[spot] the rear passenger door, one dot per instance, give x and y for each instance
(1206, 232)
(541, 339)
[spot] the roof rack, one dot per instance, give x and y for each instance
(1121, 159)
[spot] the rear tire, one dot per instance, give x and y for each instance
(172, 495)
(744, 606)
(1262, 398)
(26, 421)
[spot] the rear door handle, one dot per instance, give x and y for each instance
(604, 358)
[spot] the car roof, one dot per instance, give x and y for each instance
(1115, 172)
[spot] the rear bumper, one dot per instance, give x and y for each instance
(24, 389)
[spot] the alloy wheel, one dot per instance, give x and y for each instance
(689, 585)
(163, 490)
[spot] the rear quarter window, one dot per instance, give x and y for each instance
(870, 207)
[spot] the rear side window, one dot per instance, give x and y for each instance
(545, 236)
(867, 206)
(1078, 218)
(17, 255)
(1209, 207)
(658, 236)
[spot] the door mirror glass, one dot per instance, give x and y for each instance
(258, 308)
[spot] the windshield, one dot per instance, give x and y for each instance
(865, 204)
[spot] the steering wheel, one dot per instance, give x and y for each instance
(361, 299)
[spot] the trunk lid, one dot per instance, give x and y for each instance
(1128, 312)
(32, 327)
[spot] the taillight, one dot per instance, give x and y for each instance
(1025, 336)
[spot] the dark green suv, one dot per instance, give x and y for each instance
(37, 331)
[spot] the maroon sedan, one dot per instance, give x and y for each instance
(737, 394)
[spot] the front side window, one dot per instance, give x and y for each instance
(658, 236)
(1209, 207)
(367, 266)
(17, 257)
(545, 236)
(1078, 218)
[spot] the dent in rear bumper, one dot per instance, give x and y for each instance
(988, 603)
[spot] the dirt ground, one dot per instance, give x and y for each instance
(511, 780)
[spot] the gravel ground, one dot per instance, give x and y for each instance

---

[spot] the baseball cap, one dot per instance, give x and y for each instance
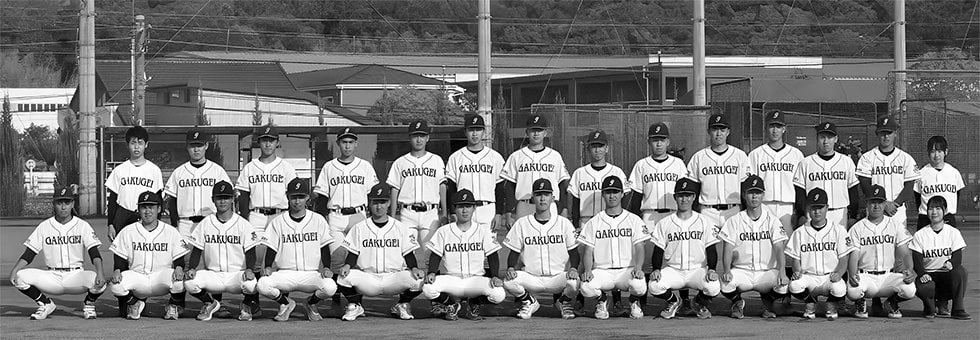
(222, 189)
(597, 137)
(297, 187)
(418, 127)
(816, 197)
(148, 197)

_Problem description:_ Within the material above, output exactly the lines from the one with "[spot] the trunk" through the one with "[spot] the gravel", end lines included, and nothing besides.

_Solution:_
[spot] the trunk lid, one dot per instance, give x and y for each instance
(1128, 312)
(32, 327)
[spot] the taillight, one dot per instance, give x and y for each instance
(1025, 336)
[spot] the dark green suv, one dot per instance, give x and y for each instance
(37, 331)
[spot] the maroon sedan, one dot per instance, give x and y for each instance
(737, 394)
[spot] the front side window, one dot per instance, give x and y for each instance
(658, 236)
(1209, 207)
(367, 266)
(17, 257)
(545, 236)
(1078, 218)
[spot] the dent in rear bumper, one dot per instance, give x and y for each instance
(988, 603)
[spot] the dirt ground, one dot per instance, give x and y for each instance
(511, 780)
[spot] the gravel ground, one dot per instance, give x and y for each instance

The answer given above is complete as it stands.